▶ Exercise
List every line below that contains the word "smiling".
·····
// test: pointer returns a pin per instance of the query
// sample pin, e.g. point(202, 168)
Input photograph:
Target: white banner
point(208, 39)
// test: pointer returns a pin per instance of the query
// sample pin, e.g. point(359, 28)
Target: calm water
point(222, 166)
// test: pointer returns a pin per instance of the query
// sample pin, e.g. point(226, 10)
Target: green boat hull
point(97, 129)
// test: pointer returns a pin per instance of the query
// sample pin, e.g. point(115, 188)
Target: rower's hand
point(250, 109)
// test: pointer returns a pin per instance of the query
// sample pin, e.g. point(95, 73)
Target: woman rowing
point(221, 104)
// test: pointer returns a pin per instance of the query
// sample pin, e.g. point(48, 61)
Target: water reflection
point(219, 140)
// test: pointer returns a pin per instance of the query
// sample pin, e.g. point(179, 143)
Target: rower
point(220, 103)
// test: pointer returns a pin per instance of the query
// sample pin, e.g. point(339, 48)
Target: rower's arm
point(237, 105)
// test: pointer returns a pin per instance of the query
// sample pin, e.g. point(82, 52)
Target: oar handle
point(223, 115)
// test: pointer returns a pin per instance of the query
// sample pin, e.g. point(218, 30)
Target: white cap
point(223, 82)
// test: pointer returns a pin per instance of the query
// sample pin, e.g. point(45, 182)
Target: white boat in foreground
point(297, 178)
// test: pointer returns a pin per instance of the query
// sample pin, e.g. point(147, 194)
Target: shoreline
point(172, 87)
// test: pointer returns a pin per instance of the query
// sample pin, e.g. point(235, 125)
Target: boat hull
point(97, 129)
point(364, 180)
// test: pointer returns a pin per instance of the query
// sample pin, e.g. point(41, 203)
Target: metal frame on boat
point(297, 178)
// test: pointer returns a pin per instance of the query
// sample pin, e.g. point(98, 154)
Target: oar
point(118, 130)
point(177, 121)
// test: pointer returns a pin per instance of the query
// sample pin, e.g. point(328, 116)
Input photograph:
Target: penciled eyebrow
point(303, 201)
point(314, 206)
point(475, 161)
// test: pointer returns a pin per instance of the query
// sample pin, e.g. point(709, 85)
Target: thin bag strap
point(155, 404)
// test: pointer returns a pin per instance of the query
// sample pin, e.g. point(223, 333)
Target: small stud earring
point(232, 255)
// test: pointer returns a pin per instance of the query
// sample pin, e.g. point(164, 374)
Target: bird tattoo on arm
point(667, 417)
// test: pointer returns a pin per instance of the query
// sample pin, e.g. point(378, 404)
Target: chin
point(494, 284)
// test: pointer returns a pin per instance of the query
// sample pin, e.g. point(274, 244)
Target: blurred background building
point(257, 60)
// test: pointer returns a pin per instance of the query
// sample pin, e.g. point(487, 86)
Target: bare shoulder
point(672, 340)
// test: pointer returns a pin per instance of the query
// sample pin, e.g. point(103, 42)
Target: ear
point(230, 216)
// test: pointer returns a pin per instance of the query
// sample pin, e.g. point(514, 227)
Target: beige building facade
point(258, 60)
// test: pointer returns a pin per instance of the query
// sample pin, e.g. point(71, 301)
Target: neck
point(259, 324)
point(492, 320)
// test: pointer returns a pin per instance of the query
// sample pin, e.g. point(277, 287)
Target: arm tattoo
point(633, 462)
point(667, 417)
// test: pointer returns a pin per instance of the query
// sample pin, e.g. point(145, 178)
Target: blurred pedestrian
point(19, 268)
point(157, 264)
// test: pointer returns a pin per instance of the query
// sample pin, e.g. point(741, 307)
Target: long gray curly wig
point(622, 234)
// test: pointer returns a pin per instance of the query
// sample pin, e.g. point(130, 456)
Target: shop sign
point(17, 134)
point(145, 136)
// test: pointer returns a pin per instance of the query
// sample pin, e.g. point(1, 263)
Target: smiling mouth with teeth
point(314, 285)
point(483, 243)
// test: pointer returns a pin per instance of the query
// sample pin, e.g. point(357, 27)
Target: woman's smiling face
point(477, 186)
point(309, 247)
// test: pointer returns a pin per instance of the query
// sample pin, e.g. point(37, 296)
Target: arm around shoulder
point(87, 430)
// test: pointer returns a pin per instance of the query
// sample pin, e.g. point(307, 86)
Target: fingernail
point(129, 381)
·····
▶ Written solution
Target: smiling mouth with teeth
Target: woman's smiling face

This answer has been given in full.